Parmi les 8 films de Duvivier projetés pendant le Festival Lumière 2015, c’est Un carnet de bal qu’a introduit Anne Le Ny. Avec humour et tendresse, la comédienne et réalisatrice nous a conté les circonstances qui ont fait que depuis l’enfance, elle rêvait de voir la fin de ce film dont à plusieurs reprises elle n’avait vu que le début.
Bien que primé en son temps à la Mostra de Venis, Un carnet de bal n’a pas la force de Pépé le Moko, La Belle Equipe ou La fin du jour. Il n’empêche que c’est ce premier film à sketches français qui a ouvert au réalisateur les portes de Hollywood.
Le fil conducteur est simple. Christine, interprétée par une Marie Bell peu inspirée, vient d’enterrer son riche mari, qu’elle a épousé très jeune. On comprend que durant vingt ans, elle a bénéficié d’une existence confortable mais sans passion ni enfant.
Désemparée, elle se raccroche au souvenir de ses 16 an et décide de retrouver ceux qui la firent danser lors de son premier bal. Le récit qu’elle en fait révèle qu’au fil des ans elle l’a sans doute idéalisé, évoquant des crinolines alors qu’on était déjà en 1919.

CONSIGNE 1: Citez le texte sur Un carnet de bal depuis « Désemparée, elle se » jusqu’à « déjà en 1919. » inclus.
CONSIGNE 2: D’après le texte sur Un carnet de bal, quelle actrice interprète Christine ?
CONSIGNE 3: Traduisez en anglais cette phrase du texte sur Un carnet de bal : « Il n’empêche que c’est ce premier film à sketches français qui a ouvert au réalisateur les portes de Hollywood. »

Enregistrements stockés du jeu de données:
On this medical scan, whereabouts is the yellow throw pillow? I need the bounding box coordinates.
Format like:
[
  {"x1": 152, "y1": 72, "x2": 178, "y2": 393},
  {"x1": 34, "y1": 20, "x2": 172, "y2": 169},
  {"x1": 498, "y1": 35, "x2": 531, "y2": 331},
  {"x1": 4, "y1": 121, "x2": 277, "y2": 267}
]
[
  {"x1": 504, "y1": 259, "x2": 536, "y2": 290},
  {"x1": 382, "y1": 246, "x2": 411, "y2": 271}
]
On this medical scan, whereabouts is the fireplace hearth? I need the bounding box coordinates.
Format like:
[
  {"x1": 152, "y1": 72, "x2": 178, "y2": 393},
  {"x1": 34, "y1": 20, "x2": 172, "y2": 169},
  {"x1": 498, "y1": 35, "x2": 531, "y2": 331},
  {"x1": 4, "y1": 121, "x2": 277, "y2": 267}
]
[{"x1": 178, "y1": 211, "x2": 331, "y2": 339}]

RÉPONSE RÉDIGÉE 1:
Désemparée, elle se raccroche au souvenir de ses 16 an et décide de retrouver ceux qui la firent danser lors de son premier bal. Le récit qu’elle en fait révèle qu’au fil des ans elle l’a sans doute idéalisé, évoquant des crinolines alors qu’on était déjà en 1919.

RÉPONSE RÉDIGÉE 2: Marie Bell interprète Christine.

RÉPONSE RÉDIGÉE 3: Nevertheless, it was this first French anthology film that opened the doors of Hollywood to the director.